Would you repeat exactly the part of the listing below that runs from the line containing "[[469, 365], [457, 136], [517, 2], [621, 313]]" down to the line containing "Task: point out the potted", inclusive, and nothing else?

▬▬▬▬▬▬

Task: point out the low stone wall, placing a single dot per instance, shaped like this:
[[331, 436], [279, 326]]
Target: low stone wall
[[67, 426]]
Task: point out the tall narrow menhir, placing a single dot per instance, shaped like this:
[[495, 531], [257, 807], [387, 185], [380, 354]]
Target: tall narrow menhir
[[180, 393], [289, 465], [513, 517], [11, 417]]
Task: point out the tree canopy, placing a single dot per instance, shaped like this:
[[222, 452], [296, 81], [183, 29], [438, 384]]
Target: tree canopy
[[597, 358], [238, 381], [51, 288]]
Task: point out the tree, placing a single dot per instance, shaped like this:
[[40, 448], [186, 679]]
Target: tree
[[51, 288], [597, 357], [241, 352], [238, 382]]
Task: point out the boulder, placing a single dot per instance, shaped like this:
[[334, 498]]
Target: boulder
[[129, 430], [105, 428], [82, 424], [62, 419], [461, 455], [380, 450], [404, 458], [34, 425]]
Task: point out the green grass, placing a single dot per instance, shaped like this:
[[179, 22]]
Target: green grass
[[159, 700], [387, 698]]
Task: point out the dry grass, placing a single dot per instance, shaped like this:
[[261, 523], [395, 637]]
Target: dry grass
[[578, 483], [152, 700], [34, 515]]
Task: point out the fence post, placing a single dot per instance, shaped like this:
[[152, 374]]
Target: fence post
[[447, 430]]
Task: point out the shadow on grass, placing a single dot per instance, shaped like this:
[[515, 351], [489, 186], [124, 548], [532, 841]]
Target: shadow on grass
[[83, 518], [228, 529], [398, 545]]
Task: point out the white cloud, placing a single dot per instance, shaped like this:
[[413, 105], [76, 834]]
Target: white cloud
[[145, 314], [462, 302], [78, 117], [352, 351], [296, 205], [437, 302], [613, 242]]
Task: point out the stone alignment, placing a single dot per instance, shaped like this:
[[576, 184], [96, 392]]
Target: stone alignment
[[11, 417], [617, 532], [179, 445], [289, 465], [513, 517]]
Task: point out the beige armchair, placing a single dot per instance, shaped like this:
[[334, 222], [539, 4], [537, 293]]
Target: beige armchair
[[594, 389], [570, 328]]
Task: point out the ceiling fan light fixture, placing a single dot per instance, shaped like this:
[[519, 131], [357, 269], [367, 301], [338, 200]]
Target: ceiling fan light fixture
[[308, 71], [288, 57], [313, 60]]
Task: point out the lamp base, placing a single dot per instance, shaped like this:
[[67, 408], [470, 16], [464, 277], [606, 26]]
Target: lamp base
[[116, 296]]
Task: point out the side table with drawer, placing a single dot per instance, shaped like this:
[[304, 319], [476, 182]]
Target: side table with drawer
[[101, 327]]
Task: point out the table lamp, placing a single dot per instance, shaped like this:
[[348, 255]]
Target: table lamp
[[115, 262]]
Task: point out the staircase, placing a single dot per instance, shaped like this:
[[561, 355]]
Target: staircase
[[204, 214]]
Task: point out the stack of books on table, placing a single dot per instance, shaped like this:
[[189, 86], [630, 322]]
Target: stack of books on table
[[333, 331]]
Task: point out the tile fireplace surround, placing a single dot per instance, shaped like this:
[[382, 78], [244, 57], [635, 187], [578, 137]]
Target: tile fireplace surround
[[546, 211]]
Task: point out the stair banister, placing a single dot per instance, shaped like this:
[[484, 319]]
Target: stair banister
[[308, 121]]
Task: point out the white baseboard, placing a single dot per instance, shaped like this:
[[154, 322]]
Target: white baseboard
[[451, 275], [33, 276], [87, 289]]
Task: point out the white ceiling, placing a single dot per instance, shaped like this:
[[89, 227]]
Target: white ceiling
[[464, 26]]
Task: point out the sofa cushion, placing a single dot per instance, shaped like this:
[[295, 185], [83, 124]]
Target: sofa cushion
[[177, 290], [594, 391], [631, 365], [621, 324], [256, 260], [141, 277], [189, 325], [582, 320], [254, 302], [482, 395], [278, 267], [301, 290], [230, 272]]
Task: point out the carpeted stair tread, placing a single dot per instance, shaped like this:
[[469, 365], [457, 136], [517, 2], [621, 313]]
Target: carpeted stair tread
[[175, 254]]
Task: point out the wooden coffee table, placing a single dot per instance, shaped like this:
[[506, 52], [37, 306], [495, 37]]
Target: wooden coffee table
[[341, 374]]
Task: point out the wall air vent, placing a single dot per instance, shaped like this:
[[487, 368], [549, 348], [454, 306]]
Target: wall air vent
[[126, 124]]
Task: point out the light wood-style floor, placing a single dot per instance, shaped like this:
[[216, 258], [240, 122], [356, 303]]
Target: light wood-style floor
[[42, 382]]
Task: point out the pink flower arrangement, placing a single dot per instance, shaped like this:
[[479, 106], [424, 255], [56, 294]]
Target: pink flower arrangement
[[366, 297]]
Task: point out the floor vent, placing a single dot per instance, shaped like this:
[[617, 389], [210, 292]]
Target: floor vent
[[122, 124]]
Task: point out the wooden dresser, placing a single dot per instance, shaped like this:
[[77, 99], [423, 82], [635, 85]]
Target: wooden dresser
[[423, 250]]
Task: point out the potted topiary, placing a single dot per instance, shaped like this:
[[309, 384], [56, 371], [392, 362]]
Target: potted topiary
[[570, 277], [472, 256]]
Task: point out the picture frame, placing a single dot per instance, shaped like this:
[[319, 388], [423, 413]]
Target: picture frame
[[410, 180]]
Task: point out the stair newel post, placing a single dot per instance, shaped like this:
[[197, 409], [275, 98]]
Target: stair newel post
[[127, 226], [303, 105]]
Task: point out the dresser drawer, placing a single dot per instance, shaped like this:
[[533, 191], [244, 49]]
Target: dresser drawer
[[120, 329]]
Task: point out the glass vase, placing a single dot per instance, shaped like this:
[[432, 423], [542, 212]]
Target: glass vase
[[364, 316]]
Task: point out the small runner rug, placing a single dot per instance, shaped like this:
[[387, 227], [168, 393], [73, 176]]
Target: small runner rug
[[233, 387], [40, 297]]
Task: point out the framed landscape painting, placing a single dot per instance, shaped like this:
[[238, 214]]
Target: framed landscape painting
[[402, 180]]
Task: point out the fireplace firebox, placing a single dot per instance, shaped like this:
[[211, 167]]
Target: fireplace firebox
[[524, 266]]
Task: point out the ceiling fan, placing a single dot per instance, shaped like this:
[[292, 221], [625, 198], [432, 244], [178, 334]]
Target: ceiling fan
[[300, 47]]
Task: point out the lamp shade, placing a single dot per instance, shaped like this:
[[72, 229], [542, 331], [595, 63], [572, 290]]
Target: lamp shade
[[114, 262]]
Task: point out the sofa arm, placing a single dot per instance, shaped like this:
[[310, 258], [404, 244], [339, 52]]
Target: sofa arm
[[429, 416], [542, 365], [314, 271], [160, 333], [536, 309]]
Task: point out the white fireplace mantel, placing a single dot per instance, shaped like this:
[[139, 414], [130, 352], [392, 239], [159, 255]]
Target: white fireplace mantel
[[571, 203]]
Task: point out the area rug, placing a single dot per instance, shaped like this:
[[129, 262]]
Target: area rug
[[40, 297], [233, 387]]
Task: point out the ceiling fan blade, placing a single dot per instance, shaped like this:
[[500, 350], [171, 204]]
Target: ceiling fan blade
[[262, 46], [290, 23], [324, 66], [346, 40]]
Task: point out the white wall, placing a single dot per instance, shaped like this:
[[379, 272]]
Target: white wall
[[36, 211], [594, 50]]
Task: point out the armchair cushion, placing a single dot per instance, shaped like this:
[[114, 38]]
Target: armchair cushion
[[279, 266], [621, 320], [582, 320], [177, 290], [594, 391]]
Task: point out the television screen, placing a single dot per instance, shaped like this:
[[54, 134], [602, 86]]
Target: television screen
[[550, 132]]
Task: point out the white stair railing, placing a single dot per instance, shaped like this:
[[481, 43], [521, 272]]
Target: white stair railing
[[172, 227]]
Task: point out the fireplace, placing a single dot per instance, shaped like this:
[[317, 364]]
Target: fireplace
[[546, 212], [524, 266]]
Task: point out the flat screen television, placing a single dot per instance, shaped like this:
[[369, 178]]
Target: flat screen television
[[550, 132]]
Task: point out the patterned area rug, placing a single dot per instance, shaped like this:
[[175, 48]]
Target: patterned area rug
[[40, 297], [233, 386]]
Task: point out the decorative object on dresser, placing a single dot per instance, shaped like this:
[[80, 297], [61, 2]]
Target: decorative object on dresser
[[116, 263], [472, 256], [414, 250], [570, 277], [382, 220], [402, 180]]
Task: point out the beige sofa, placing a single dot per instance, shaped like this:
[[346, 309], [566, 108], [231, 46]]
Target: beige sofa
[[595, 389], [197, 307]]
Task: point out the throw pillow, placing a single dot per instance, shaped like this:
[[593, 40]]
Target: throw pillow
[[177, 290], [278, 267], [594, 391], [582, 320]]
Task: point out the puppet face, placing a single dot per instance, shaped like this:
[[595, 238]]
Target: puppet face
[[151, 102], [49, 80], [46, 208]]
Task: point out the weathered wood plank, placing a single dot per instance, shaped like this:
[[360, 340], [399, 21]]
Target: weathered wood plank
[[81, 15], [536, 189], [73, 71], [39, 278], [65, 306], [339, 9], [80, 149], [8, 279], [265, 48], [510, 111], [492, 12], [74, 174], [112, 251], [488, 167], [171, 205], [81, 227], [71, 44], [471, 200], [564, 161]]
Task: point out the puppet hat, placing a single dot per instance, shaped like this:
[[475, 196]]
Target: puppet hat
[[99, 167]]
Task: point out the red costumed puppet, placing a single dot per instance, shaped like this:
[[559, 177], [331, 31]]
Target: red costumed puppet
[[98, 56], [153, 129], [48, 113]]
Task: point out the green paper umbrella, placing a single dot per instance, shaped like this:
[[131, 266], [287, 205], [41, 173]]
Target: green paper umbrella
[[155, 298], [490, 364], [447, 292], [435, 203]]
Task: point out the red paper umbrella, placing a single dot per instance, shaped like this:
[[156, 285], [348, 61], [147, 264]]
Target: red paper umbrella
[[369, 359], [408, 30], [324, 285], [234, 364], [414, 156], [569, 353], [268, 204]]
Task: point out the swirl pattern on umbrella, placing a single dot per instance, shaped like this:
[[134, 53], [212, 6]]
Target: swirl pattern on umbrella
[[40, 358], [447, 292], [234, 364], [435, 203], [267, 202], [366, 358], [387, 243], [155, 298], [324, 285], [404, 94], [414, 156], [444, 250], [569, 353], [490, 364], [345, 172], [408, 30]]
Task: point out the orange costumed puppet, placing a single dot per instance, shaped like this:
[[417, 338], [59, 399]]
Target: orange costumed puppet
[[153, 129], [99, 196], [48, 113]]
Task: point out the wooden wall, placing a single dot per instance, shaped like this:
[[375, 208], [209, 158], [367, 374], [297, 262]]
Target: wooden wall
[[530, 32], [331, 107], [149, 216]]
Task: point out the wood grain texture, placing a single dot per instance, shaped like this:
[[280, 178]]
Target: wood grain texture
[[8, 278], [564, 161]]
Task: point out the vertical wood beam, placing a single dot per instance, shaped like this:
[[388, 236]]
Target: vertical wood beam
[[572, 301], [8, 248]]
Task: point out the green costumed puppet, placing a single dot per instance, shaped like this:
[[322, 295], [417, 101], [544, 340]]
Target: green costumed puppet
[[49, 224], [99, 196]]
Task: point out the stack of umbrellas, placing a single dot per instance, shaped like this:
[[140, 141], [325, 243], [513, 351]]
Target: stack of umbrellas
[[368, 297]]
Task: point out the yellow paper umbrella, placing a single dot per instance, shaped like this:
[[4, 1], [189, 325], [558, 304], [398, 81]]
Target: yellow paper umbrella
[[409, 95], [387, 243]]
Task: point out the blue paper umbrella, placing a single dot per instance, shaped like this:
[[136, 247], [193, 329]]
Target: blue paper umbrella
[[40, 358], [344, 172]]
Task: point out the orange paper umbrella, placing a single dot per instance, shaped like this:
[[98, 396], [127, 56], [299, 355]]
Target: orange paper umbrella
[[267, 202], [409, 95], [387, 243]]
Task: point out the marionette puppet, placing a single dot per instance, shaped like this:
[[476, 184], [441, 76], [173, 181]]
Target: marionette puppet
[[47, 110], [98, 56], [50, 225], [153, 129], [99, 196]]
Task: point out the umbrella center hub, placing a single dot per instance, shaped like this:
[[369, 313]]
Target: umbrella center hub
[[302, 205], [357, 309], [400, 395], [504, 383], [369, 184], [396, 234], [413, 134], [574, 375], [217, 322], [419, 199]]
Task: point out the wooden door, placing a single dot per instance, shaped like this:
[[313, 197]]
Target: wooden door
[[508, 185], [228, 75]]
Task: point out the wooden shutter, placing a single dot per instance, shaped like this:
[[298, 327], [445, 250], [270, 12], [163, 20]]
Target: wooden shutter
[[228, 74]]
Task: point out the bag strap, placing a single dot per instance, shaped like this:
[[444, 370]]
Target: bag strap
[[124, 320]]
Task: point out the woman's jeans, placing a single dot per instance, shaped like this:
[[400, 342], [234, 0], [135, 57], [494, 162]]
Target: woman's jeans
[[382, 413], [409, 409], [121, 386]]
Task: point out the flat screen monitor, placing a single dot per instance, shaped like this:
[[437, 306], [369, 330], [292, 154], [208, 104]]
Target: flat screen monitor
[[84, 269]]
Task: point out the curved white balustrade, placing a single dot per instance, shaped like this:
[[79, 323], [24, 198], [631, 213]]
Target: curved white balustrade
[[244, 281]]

▬▬▬▬▬▬

-- EXERCISE ANSWER --
[[469, 365], [457, 136], [517, 2], [621, 313]]
Target: carpeted stair tread
[[175, 254]]
Task: point out the wooden coffee table, placing a single dot per instance, shaped like this:
[[506, 52], [37, 306], [495, 37]]
Target: wooden coffee table
[[341, 374]]
Task: point out the wall air vent, placing a single dot per instance, shaped like this:
[[487, 368], [549, 348], [454, 306]]
Target: wall air vent
[[126, 124]]
Task: point out the light wood-style floor, placing a single dot per instance, shaped like this:
[[216, 258], [240, 122], [356, 303]]
Target: light wood-style floor
[[42, 382]]
Task: point out the pink flower arrangement, placing a single dot per instance, shaped like this:
[[479, 106], [424, 255], [56, 294]]
Target: pink flower arrangement
[[366, 297]]
Task: point out the floor vent, placing a single dot per instance, shaped like this:
[[617, 389], [210, 292]]
Target: floor vent
[[122, 124]]
Task: point out the wooden dresser, placing a single dot per instance, shaped like this:
[[77, 99], [423, 82], [635, 85]]
Target: wooden dresser
[[423, 250]]
Task: point out the potted topiary, placing a single dot per instance, shaped like this:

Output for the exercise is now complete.